Exercise brief
What lines below contain the word "pair"? Please pull each one out.

Stored data
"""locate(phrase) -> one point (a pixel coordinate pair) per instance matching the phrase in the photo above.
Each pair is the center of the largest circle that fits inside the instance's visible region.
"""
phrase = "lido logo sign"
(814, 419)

Exercise solution
"""locate(phrase) -> one point (a pixel coordinate pair) per instance matching the phrase in the photo above.
Each pair is the center of the largest circle that fits inside the instance's visible region.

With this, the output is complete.